» **WORK TO BE COMPLETED**:
Could you write out the records below exactly as they appear?

=== RECORDS SHOWN ===

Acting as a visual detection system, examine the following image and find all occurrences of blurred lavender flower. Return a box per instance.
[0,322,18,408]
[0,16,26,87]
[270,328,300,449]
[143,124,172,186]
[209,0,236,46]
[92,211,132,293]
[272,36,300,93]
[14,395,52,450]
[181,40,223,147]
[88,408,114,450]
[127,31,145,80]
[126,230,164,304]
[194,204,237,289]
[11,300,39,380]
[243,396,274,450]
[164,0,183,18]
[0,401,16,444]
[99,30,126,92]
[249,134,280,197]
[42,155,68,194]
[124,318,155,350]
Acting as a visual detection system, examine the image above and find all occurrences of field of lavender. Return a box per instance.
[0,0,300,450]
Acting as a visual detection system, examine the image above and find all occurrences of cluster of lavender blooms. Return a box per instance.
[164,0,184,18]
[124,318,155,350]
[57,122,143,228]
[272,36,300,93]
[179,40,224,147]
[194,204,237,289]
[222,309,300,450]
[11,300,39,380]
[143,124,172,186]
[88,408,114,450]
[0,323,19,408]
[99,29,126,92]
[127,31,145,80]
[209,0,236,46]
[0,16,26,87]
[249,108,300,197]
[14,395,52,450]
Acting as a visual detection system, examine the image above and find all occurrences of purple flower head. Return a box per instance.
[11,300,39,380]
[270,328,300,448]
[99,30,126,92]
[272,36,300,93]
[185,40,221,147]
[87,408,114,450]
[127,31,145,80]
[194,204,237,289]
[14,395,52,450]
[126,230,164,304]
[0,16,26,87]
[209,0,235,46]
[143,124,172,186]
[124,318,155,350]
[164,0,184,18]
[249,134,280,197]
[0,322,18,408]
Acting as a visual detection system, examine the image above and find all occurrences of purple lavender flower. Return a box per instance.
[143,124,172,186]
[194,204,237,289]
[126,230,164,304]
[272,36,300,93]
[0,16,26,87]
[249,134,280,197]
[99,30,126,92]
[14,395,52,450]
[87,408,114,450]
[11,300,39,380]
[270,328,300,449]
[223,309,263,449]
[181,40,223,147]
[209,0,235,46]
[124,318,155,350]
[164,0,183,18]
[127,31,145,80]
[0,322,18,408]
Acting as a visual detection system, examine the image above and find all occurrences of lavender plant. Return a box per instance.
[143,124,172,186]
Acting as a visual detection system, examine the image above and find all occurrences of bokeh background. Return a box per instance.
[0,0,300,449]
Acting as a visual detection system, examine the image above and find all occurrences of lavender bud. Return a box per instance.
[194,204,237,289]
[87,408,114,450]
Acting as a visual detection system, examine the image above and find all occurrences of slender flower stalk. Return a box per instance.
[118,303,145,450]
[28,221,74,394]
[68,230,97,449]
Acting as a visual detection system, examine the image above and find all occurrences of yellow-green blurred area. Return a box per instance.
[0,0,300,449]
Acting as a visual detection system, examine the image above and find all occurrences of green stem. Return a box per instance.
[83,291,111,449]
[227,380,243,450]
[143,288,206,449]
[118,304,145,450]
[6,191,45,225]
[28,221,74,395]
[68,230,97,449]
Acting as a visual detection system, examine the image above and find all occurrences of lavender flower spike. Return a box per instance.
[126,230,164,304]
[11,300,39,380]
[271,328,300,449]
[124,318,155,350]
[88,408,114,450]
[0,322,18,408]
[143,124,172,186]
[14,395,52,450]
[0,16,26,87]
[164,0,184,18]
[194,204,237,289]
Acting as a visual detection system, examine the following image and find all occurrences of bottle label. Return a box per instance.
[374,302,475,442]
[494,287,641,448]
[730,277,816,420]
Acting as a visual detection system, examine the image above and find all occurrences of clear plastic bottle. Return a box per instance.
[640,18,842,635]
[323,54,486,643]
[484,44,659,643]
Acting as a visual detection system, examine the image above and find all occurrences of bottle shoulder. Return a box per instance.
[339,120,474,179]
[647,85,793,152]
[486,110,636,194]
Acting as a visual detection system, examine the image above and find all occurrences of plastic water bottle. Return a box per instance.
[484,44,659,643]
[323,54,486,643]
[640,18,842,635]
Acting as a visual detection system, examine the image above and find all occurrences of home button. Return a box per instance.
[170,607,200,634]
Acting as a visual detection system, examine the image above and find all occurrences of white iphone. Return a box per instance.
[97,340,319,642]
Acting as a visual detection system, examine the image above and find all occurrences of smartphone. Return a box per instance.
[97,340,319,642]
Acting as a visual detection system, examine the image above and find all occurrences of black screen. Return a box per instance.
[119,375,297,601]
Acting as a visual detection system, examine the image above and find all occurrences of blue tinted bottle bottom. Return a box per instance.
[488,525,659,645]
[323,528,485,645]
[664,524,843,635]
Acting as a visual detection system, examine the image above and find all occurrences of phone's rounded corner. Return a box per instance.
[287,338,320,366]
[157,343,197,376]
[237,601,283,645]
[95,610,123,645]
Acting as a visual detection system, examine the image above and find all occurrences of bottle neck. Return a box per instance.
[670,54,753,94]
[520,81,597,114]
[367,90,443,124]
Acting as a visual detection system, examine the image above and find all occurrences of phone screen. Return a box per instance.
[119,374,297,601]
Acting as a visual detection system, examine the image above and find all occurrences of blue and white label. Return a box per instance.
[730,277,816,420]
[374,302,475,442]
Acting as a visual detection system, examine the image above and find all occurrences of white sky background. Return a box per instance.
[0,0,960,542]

===

» **RESULT OF THE TASK**:
Acting as a visual detection system, examine the following image and find all occurrences of blurred lavender flower. Return a box per instance.
[0,322,18,408]
[0,16,26,87]
[270,328,300,449]
[143,124,172,186]
[209,0,236,46]
[92,211,132,293]
[272,36,300,93]
[14,395,52,450]
[181,40,223,147]
[88,408,114,450]
[127,31,145,80]
[126,230,164,304]
[194,204,237,289]
[11,300,39,380]
[243,396,274,450]
[164,0,183,18]
[0,401,16,444]
[99,30,126,92]
[249,134,280,197]
[42,155,68,194]
[124,318,155,350]
Acting as a visual detection system, examine the image above and find all occurrences of field of lavender. Return a box per instance.
[0,0,300,450]
Acting as a visual detection system, examine the image above and find all occurrences of cluster of lavender blooms. Return a box per instance.
[164,0,184,18]
[124,318,155,350]
[57,122,143,228]
[272,36,300,93]
[179,40,224,147]
[194,204,237,289]
[222,309,300,450]
[11,300,39,380]
[143,124,172,186]
[88,408,114,450]
[0,323,19,408]
[99,29,126,92]
[127,31,145,80]
[209,0,236,46]
[0,16,26,87]
[249,108,300,197]
[14,395,52,450]
Acting as a visual detection system, examine the image above and find all occurrences of purple flower head. Return a box per instance.
[11,300,39,380]
[270,328,300,448]
[99,30,126,92]
[272,36,300,93]
[185,40,221,147]
[87,408,114,450]
[127,31,145,80]
[194,204,237,289]
[14,395,52,450]
[126,230,164,304]
[0,16,26,87]
[209,0,235,46]
[143,124,172,186]
[124,318,155,350]
[164,0,184,18]
[249,134,280,197]
[0,322,18,408]
Acting as a visual detection system, examine the image above and find all occurrences of purple lavender flower. Return a box per instance.
[143,124,172,186]
[194,204,237,289]
[126,230,164,304]
[272,36,300,93]
[0,16,26,87]
[249,134,280,197]
[99,30,126,92]
[14,395,52,450]
[87,408,114,450]
[11,300,39,380]
[270,328,300,449]
[223,309,263,449]
[181,40,223,147]
[209,0,235,46]
[124,318,155,350]
[164,0,183,18]
[127,31,145,80]
[0,322,18,408]
Acting as a visual detection system, examine the image above and find all occurrences of lavender plant. Return a box per instance.
[143,124,172,186]
Acting as a visual detection system, examine the image above and find all occurrences of bokeh background. Return a box per instance.
[0,0,300,449]
Acting as a visual detection system, examine the image above and find all occurrences of lavender bud. Return a box per instance.
[194,204,237,289]
[87,408,114,450]
Acting as a visual detection system, examine the image above and find all occurrences of slender flower stalk. Return a box per instance.
[118,303,145,450]
[28,221,74,394]
[68,230,97,449]
Acting as a visual detection system, examine the image above and find all occurrences of yellow-green blurred area. Return a box per instance.
[0,0,300,449]
Acting as a visual detection system, examine the image above and find all occurrences of green stem. Return a box per instance.
[83,291,111,449]
[227,380,243,450]
[143,288,206,449]
[118,304,145,450]
[6,191,45,225]
[28,221,74,395]
[68,230,97,449]
Acting as a visual detection system, examine the image above and find all occurrences of lavender flower spike. Return a box per instance.
[126,230,164,304]
[11,300,39,380]
[271,328,300,449]
[124,318,155,350]
[88,408,114,450]
[0,322,18,408]
[143,124,172,186]
[14,395,52,450]
[0,16,26,87]
[164,0,184,18]
[194,204,237,289]
Acting as a visual detection system, examine the following image and find all occurrences of bottle label. Return a box per instance.
[374,302,475,442]
[494,287,641,448]
[730,277,816,420]
Acting as a visual detection system, examine the image above and find all occurrences of clear plastic bottle. Return a box per instance.
[640,18,842,635]
[323,54,486,643]
[484,44,659,643]
Acting as a visual detection system, examine the image above and find all occurrences of bottle shoulder. Return a box per instance.
[339,120,474,179]
[647,85,793,152]
[486,110,636,194]
Acting as a visual detection system, examine the image above and find all occurrences of plastic water bottle. Return a box per instance.
[484,44,659,643]
[323,54,486,643]
[640,18,842,635]
Acting as a visual detection system, examine the image above and find all occurrences of home button. Return a box per instance.
[170,607,200,634]
Acting as a visual detection system, examine the image above and find all occurrences of white iphone. Return a box per instance.
[97,340,319,642]
Acting as a visual detection system, examine the image above and find all occurrences of smartphone. Return a box per instance.
[97,340,319,642]
Acting as a visual detection system, examine the image above and find all occurrences of black screen. Return a box per instance.
[119,375,297,601]
Acting as a visual detection system, examine the image above and find all occurrences of blue tinted bottle bottom. Return a box per instance.
[488,525,659,645]
[323,528,485,645]
[664,524,843,635]
Acting as a visual detection system, examine the image above and find all occurrences of phone's rounded corner. Return a box per instance.
[287,338,320,366]
[157,343,197,376]
[237,601,283,645]
[95,610,123,645]
Acting as a visual detection system, examine the image above and find all occurrences of bottle neck. Return a box per instance.
[670,54,753,94]
[520,81,597,114]
[367,90,443,124]
Acting as a visual detection system, examine the image above and find all occurrences of phone screen. Return a box per instance.
[119,374,297,601]
Acting as a visual detection system, examine the image above and find all occurrences of blue and white label. Return a box per instance.
[730,277,816,420]
[374,302,475,442]
Acting as a visual detection system, examine the image above and find all occurrences of white sky background. Return a box per instance.
[0,0,960,542]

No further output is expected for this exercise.